ESERCIZIO BREVE: Stabilisci se ciascuna affermazione concorda con il brano sulla collisione tra due galassie. Per ognuna rispondi sì o no e riporta alla lettera le parole del brano che lo decidono: 1. I dati in X del Chandra X-ray Observatory sono rappresentati in porpora. 2. I dati infrarossi provengono dal Very Large Telescope dell'ESO. 3. La collisione sta alimentando il buco nero supermassiccio al centro di NGC 6872.

BRANO FORNITO:

Collisione tra due galassie

La collisione in corso tra le due galassie NGC 6872 e IC 4970 sta alimentando il buco nero supermassiccio al centro di IC 4970. Crediti: NASA/CXC/SAO/ M. Machacek (per i dati in X); ESO/VLT (per i dati nell’ottico); NASA/JPL/Caltech (per i dati nell’infrarosso).

Questa immagine, ottenuta dalla sovrapposizione di numerosi dati raccolti da tre telescopi differenti, mostra una collisione in corso tra due galassie, in particolare tra NGC 6872 e IC 4970. I dati in X del Chandra X-ray Observatory della NASA sono rappresentati in porpora, mentre i dati infrarossi ottenuti dallo Spitzer Space Telescope sono in rosso; quelli nell’ottico, ottenuti dal Very Large Telescope (VLT) dell’ESO (European Southern Observatory) sono in rosso, verde e blu.

Dallo studio delle galassie relativamente vicine vi sono evidenze osservative che al centro della stragrande maggioranza di esse risieda un buco nero supermassiccio.
Non solo sembra che le galassie e i buchi neri coesistano, ma apparentemente appaiono pure intimamente connessi nella loro evoluzione. Per meglio comprendere questa relazione simbiotica, gli astronomi hanno posto la loro attenzione ai buchi neri che si accrescono rapidamente, i cosiddetti nuclei galattici attivi (AGN), per studiare come questi vengano influenzati dal loro ambiente galattico circostante.

RIGHE DI DATI:
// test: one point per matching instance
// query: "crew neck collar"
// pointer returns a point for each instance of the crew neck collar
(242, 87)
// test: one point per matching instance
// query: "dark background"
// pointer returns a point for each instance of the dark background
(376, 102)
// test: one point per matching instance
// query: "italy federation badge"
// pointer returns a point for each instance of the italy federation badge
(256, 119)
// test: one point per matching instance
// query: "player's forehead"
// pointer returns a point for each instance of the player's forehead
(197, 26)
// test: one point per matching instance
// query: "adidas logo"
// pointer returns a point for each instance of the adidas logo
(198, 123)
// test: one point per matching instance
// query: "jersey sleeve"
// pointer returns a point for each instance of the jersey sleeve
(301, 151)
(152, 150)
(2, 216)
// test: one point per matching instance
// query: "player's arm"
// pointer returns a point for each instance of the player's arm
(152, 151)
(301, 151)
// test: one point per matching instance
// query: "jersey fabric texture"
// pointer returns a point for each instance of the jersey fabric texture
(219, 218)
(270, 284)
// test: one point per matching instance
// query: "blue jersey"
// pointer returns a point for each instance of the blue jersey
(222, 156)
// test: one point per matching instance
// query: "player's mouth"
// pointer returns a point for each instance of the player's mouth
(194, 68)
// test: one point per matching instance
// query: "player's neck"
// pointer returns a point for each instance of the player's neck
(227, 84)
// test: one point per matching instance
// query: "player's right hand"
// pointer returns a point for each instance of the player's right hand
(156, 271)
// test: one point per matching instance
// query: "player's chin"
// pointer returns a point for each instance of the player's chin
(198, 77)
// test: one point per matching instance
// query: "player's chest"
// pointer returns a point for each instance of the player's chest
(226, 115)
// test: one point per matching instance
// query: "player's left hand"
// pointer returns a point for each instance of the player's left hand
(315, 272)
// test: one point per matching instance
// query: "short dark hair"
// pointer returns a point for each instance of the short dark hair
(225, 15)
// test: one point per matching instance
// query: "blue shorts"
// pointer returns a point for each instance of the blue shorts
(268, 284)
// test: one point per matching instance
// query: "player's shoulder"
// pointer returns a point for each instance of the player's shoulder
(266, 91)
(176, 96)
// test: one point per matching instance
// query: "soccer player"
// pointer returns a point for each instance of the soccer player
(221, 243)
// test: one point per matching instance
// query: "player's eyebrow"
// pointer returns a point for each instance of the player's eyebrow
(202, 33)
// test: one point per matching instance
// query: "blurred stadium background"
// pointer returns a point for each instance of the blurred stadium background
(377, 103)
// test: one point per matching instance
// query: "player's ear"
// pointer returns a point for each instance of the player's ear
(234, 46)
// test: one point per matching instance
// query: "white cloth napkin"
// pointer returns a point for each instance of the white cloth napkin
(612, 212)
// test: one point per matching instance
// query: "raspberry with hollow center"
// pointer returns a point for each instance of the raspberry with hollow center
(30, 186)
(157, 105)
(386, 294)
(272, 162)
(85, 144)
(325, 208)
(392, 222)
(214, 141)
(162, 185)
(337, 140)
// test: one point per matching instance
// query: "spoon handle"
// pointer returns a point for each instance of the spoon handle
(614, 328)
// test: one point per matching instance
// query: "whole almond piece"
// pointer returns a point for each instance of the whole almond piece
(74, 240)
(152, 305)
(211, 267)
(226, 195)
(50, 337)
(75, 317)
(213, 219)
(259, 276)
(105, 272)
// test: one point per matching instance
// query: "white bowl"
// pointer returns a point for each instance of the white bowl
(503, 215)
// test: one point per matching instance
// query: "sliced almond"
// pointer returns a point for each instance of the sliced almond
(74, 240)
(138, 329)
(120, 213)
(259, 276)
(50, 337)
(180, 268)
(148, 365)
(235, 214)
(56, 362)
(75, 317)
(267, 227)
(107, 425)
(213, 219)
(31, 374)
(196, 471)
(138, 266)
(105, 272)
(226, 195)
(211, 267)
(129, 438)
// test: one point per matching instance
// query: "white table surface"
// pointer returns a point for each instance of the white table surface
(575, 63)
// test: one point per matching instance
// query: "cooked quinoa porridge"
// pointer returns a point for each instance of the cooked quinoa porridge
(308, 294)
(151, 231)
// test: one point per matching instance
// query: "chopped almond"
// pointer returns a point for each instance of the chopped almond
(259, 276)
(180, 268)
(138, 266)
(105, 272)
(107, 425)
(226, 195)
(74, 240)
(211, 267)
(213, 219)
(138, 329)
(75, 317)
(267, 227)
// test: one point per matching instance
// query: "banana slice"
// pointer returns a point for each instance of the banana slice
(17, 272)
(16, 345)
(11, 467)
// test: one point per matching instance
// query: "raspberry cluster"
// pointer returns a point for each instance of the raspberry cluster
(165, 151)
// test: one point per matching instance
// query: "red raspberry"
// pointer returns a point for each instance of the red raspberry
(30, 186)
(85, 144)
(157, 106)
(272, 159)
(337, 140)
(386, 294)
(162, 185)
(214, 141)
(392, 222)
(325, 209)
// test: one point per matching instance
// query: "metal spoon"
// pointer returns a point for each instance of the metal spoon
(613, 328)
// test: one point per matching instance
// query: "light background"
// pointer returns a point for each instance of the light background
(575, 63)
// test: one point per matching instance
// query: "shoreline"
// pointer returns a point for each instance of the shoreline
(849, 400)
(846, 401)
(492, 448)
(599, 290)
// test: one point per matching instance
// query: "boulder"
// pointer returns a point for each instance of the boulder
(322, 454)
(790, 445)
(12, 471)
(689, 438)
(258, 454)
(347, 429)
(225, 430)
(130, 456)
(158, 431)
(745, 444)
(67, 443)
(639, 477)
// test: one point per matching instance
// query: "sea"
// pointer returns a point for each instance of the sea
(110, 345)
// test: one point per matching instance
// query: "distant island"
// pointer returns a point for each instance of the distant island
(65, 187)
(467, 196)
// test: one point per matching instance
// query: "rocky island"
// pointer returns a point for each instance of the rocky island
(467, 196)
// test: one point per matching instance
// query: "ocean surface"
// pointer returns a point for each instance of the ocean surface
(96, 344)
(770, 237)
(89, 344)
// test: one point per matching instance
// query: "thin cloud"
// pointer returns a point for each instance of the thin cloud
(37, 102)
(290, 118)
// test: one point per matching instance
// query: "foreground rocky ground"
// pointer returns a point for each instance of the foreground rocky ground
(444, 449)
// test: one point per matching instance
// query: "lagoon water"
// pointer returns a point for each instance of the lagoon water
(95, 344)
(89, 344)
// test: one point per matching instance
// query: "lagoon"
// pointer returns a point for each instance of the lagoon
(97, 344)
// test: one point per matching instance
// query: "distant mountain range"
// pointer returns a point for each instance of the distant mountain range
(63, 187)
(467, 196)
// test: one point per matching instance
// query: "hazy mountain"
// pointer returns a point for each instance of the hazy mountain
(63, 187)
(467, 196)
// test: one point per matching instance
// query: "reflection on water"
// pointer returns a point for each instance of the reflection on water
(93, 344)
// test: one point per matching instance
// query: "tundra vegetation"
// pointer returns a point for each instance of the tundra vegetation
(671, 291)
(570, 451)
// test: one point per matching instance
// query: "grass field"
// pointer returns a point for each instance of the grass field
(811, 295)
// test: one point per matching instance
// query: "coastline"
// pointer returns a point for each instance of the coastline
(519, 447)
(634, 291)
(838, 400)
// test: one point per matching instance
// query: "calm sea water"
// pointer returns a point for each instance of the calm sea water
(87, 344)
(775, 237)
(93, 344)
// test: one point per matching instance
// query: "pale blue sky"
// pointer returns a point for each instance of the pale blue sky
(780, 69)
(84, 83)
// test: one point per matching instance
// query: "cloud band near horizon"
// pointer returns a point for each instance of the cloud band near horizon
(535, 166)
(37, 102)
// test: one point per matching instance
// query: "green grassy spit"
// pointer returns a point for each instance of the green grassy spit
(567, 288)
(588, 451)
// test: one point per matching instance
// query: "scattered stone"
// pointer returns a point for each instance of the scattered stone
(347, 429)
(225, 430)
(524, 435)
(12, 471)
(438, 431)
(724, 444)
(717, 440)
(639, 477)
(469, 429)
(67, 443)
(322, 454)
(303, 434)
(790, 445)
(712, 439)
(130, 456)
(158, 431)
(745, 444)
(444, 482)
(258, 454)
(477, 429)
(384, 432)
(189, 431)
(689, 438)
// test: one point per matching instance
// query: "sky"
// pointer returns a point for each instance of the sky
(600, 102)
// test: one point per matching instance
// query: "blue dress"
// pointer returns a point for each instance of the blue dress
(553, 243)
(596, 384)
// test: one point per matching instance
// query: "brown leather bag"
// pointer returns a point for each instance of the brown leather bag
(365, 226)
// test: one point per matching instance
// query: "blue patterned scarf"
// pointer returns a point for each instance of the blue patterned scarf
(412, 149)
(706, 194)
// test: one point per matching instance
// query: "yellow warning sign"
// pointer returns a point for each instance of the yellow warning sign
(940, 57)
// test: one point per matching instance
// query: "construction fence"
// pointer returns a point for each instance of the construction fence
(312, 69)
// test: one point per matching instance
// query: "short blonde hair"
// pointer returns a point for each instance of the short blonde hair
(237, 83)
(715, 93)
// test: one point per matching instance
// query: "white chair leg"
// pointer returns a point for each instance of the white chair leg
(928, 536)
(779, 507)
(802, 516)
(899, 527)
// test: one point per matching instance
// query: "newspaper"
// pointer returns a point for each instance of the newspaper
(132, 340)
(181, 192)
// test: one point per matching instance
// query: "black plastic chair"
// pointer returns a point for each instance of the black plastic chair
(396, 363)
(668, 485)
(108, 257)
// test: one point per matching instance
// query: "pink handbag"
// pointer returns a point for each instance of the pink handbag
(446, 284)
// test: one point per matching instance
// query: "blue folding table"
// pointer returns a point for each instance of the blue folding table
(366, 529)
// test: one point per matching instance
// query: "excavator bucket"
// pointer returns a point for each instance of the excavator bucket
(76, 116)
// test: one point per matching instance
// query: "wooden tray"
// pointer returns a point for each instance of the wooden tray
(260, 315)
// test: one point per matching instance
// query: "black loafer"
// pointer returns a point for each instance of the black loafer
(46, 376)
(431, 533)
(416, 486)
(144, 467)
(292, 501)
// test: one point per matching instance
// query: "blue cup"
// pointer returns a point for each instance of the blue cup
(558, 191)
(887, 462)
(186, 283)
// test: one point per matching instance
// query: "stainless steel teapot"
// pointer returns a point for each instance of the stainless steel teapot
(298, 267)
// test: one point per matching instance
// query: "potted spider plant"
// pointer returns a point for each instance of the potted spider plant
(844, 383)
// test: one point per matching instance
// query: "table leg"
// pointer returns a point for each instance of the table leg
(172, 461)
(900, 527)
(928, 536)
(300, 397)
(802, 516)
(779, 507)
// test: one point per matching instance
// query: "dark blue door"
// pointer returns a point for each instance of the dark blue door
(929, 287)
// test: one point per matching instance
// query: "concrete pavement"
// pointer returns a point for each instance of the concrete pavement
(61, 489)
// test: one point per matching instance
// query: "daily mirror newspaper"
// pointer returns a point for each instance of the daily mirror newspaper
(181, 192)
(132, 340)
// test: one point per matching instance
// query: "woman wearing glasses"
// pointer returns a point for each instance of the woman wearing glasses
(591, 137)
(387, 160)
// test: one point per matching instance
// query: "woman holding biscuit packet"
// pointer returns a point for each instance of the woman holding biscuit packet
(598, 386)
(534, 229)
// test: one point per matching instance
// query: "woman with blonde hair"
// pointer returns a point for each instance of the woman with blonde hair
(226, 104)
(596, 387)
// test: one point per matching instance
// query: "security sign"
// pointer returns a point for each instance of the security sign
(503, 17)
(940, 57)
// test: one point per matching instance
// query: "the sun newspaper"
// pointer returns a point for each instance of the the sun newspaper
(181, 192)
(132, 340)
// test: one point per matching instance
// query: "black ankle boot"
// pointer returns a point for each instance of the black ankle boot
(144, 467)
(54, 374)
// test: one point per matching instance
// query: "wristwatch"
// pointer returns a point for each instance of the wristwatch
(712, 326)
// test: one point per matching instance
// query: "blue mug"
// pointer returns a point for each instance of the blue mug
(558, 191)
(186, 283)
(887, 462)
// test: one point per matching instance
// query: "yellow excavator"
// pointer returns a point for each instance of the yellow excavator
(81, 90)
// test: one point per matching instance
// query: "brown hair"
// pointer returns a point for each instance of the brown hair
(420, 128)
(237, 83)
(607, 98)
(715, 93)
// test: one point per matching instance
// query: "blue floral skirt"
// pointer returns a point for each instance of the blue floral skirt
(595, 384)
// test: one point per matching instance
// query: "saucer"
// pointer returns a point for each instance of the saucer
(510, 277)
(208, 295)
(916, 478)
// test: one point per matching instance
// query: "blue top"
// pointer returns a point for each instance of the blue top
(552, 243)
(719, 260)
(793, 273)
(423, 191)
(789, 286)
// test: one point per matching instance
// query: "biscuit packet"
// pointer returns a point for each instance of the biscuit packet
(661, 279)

RISULTATO DEL COMPITO:
1. Sì: «I dati in X del Chandra X-ray Observatory della NASA sono rappresentati in porpora»
2. No: «i dati infrarossi ottenuti dallo Spitzer Space Telescope sono in rosso»
3. No: «sta alimentando il buco nero supermassiccio al centro di IC 4970»